**WORK REQUEST:**
The entries below are to be copied exactly, with nothing left out.

Saved entries:
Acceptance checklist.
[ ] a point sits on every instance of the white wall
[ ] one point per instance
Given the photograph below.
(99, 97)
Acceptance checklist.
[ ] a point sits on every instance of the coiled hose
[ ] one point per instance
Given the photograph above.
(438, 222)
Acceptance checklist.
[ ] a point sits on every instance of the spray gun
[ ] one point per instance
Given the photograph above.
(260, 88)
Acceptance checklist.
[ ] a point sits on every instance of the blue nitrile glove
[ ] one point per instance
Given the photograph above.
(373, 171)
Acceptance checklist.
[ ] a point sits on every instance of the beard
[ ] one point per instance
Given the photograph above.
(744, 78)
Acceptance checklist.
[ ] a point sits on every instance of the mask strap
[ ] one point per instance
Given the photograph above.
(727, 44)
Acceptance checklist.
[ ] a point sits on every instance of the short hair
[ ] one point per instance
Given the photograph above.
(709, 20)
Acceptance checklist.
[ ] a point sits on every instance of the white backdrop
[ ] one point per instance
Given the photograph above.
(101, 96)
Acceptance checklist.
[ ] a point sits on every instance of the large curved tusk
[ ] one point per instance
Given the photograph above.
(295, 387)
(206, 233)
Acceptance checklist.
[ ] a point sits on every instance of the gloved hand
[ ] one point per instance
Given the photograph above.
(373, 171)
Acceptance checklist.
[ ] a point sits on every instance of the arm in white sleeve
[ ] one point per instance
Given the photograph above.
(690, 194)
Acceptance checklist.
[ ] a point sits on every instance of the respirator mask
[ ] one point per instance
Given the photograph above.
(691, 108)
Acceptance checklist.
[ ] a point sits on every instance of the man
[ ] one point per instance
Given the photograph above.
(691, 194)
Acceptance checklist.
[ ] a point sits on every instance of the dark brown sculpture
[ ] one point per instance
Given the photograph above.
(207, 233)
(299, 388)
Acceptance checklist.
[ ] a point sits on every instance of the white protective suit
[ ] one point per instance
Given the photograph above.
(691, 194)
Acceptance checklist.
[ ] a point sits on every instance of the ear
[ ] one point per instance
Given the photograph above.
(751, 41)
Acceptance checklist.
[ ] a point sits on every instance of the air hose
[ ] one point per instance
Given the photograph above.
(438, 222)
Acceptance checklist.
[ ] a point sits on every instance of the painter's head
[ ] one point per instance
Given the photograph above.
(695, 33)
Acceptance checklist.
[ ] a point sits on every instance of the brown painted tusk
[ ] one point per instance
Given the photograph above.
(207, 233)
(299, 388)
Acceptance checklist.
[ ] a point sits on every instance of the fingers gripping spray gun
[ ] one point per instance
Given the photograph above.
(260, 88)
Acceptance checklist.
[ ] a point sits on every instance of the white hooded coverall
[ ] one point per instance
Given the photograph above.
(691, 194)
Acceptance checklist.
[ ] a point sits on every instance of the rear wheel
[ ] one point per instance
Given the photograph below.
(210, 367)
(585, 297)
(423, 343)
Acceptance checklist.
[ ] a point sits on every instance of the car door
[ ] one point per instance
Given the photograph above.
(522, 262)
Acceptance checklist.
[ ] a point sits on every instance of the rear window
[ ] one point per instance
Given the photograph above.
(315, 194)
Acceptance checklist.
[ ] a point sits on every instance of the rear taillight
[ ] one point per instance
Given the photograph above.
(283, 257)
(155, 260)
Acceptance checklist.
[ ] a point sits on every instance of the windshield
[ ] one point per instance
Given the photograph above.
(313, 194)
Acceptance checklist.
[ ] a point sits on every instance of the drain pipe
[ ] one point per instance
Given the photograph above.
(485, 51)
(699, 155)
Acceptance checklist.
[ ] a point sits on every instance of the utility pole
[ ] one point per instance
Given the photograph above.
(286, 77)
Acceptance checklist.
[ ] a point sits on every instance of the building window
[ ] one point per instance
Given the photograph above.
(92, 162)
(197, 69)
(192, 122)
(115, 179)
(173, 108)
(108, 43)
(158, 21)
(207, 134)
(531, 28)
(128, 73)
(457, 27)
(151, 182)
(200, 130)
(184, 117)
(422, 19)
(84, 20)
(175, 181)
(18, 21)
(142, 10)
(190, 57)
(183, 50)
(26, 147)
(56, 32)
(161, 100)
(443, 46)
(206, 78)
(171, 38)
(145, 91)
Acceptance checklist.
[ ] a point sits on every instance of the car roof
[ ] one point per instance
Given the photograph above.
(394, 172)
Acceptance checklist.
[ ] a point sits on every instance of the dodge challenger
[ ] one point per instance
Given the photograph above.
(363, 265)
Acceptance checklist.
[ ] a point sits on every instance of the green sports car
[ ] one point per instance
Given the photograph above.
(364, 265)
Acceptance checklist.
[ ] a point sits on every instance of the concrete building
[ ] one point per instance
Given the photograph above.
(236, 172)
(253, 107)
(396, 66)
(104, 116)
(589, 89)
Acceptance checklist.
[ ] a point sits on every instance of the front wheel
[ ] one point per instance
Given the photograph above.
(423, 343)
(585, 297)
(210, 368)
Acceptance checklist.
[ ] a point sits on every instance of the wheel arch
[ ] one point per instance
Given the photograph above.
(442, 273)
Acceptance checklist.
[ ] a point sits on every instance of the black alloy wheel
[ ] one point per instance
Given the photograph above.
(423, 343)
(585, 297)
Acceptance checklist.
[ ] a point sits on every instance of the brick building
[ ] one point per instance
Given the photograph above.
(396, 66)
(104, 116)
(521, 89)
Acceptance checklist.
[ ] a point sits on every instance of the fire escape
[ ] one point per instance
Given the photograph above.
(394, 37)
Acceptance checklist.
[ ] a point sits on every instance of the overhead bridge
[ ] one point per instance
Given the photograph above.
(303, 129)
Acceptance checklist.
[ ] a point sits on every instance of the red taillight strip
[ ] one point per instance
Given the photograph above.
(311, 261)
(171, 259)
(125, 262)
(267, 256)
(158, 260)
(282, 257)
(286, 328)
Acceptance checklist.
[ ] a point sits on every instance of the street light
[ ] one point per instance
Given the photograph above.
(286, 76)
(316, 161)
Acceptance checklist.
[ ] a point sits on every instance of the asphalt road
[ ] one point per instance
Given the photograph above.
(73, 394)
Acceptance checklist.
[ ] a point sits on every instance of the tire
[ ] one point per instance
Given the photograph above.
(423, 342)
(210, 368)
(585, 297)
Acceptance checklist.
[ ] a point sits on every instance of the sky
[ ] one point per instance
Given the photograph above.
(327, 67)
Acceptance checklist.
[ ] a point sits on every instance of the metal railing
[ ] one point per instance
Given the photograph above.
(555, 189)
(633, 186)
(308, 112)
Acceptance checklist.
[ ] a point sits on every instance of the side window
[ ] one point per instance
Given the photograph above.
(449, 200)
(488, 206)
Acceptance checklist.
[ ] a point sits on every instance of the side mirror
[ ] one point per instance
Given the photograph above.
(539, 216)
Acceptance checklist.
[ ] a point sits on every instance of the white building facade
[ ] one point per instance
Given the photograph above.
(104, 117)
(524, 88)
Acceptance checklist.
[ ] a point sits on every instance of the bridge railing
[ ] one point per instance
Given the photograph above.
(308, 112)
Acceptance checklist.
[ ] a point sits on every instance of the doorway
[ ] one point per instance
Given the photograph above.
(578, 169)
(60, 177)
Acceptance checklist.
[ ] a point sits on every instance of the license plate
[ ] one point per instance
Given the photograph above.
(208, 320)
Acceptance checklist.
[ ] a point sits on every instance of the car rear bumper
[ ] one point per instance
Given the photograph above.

**RESPONSE TO THE EXERCISE:**
Acceptance checklist.
[ ] a point sits on every instance of the white wall
[ ] one point per instance
Given the photograph below.
(99, 97)
Acceptance checklist.
[ ] a point sits on every instance of the coiled hose
[ ] one point per instance
Given the photograph above.
(438, 222)
Acceptance checklist.
[ ] a point sits on every instance of the spray gun
[ ] one point per instance
Given the photograph above.
(260, 88)
Acceptance checklist.
[ ] a point sits on every instance of the blue nitrile glove
[ ] one point per instance
Given the photograph above.
(373, 171)
Acceptance checklist.
[ ] a point sits on every instance of the beard
[ ] one point per instance
Given the photograph above.
(744, 78)
Acceptance checklist.
[ ] a point sits on every instance of the mask strap
[ ] one point per instance
Given the photograph above.
(727, 44)
Acceptance checklist.
[ ] a point sits on every instance of the short hair
[ ] one point per instance
Given the photograph above.
(709, 20)
Acceptance checklist.
[ ] a point sits on every instance of the white backdrop
[ ] one point per instance
Given the photograph above.
(101, 96)
Acceptance checklist.
[ ] a point sits on every instance of the large curved tusk
[ ] one point per instance
Given the photograph above.
(295, 387)
(206, 233)
Acceptance checklist.
[ ] a point sits on every instance of the gloved hand
[ ] one point per instance
Given the photograph above.
(373, 171)
Acceptance checklist.
[ ] a point sits on every instance of the arm in white sleeve
[ ] one point per instance
Given the photograph above.
(690, 194)
Acceptance checklist.
[ ] a point sits on every instance of the respirator mask
[ ] one point per instance
Given the photograph above.
(691, 108)
Acceptance checklist.
[ ] a point sits on every instance of the man
[ ] one point per instance
Given the photograph above.
(691, 194)
Acceptance checklist.
[ ] a point sits on every instance of the dark brown sculpture
[ ] one point per instance
Given the photograph above.
(207, 233)
(299, 388)
Acceptance checklist.
[ ] a point sits on every instance of the white protective suit
[ ] one point per instance
Given the photograph above.
(691, 194)
Acceptance checklist.
[ ] a point sits on every instance of the ear
[ ] one point per instance
Given the photograph above.
(751, 41)
Acceptance checklist.
[ ] a point sits on every instance of the air hose
[ ] one point per instance
Given the photograph above.
(438, 222)
Acceptance checklist.
[ ] a point sits on every instance of the painter's head
[ ] one point per instance
Given the photograph above.
(695, 33)
Acceptance checklist.
[ ] a point sits on every instance of the brown painted tusk
[ ] one point per instance
Given the photograph above.
(207, 233)
(299, 388)
Acceptance checklist.
[ ] a point sits on every instance of the fingers gripping spray gun
[ ] one point per instance
Given the photograph above.
(260, 88)
Acceptance checklist.
[ ] a point sits on every instance of the white hooded coverall
[ ] one point per instance
Given the photograph above.
(691, 194)
Acceptance checklist.
[ ] a point sits on every instance of the rear wheel
[ ] one point per instance
Given the photograph below.
(210, 367)
(585, 297)
(423, 343)
Acceptance checklist.
[ ] a point sits on every instance of the car door
[ ] one point per instance
Given the photograph above.
(522, 262)
Acceptance checklist.
[ ] a point sits on every instance of the rear window
[ ] one point per instance
Given the photograph above.
(315, 194)
Acceptance checklist.
[ ] a point sits on every instance of the rear taillight
[ ] one point per instance
Given the photograph above.
(283, 257)
(155, 260)
Acceptance checklist.
[ ] a point sits on every instance of the windshield
[ ] one point per instance
Given the photograph above.
(313, 194)
Acceptance checklist.
[ ] a point sits on every instance of the drain pipe
[ ] one point per instance
Given the photograph above.
(485, 51)
(699, 155)
Acceptance checklist.
[ ] a point sits on every instance of the utility pole
[ ] one point per instance
Given the photograph above.
(286, 77)
Acceptance checklist.
[ ] a point sits on every instance of the building window
[ ] one point per instance
Given the photograph above.
(92, 162)
(197, 69)
(192, 122)
(115, 179)
(173, 108)
(108, 43)
(158, 21)
(207, 134)
(531, 28)
(128, 73)
(457, 27)
(151, 182)
(200, 130)
(184, 117)
(422, 19)
(84, 20)
(175, 181)
(18, 21)
(142, 10)
(190, 57)
(183, 50)
(26, 147)
(56, 32)
(161, 100)
(443, 46)
(206, 78)
(171, 38)
(145, 91)
Acceptance checklist.
[ ] a point sits on every instance of the car roof
[ ] one point per instance
Given the photograph above.
(394, 172)
Acceptance checklist.
[ ] a point sits on every instance of the dodge challenger
[ ] one point per instance
Given the photograph above.
(363, 265)
Acceptance checklist.
[ ] a point sits on every instance of the green sports car
[ ] one point per instance
Given the photograph above.
(364, 265)
Acceptance checklist.
[ ] a point sits on every instance of the concrete building
[ ] one point per instance
Given the photograph above.
(236, 172)
(253, 107)
(396, 66)
(104, 116)
(589, 89)
Acceptance checklist.
[ ] a point sits on every instance of the front wheel
[ ] one point per instance
Given the photograph above.
(423, 343)
(585, 297)
(210, 368)
Acceptance checklist.
[ ] a point sits on every instance of the wheel arch
[ ] one point per instance
Given the photograph above.
(442, 273)
Acceptance checklist.
[ ] a point sits on every instance of the black alloy wheel
[ ] one point per instance
Given the photograph above.
(423, 343)
(585, 297)
Acceptance checklist.
[ ] a point sits on every instance of the brick building
[ ] one point per instance
Given the photograph above.
(396, 66)
(104, 116)
(521, 89)
Acceptance checklist.
[ ] a point sits on every instance of the fire escape
[ ] one point per instance
Given the photograph above.
(394, 37)
Acceptance checklist.
[ ] a point sits on every instance of the overhead bridge
[ ] one point per instance
Given the photograph above.
(303, 129)
Acceptance checklist.
[ ] a point sits on every instance of the red taillight strip
[ ] one point per instance
Given the photograph above.
(311, 261)
(171, 259)
(125, 262)
(267, 256)
(158, 260)
(282, 257)
(286, 328)
Acceptance checklist.
[ ] a point sits on every instance of the street light
[ ] one point per instance
Given the photograph above.
(286, 76)
(316, 161)
Acceptance checklist.
[ ] a point sits on every instance of the asphalt road
[ ] one point per instance
Given the photograph above.
(73, 394)
Acceptance checklist.
[ ] a point sits on every instance of the tire
[ ] one point per instance
Given the photograph above.
(423, 342)
(210, 368)
(585, 297)
Acceptance checklist.
[ ] a point sits on every instance of the sky
[ ] one point per instance
Given the photograph above.
(327, 67)
Acceptance checklist.
[ ] a point sits on every instance of the metal railing
[ ] one point per instance
Given the photograph above.
(555, 189)
(633, 186)
(308, 112)
Acceptance checklist.
[ ] a point sits on every instance of the side window
[ ] one point per instance
Given the photograph above.
(449, 200)
(488, 206)
Acceptance checklist.
[ ] a point sits on every instance of the side mirror
[ ] one point per instance
Given the photograph above.
(539, 216)
Acceptance checklist.
[ ] a point sits on every instance of the white building facade
[ ] one point per instance
Given the photograph above.
(104, 117)
(524, 88)
Acceptance checklist.
[ ] a point sits on every instance of the bridge railing
[ ] one point per instance
Given the photograph above.
(308, 112)
Acceptance checklist.
[ ] a point sits on every instance of the doorway
[ ] one point per instance
Given the photograph above.
(578, 169)
(60, 177)
Acceptance checklist.
[ ] a point sits on every instance of the license plate
[ ] one point per instance
Given the photograph above.
(208, 320)
Acceptance checklist.
[ ] a point sits on every instance of the car rear bumper
[ ] one point per instance
Given the photograph above.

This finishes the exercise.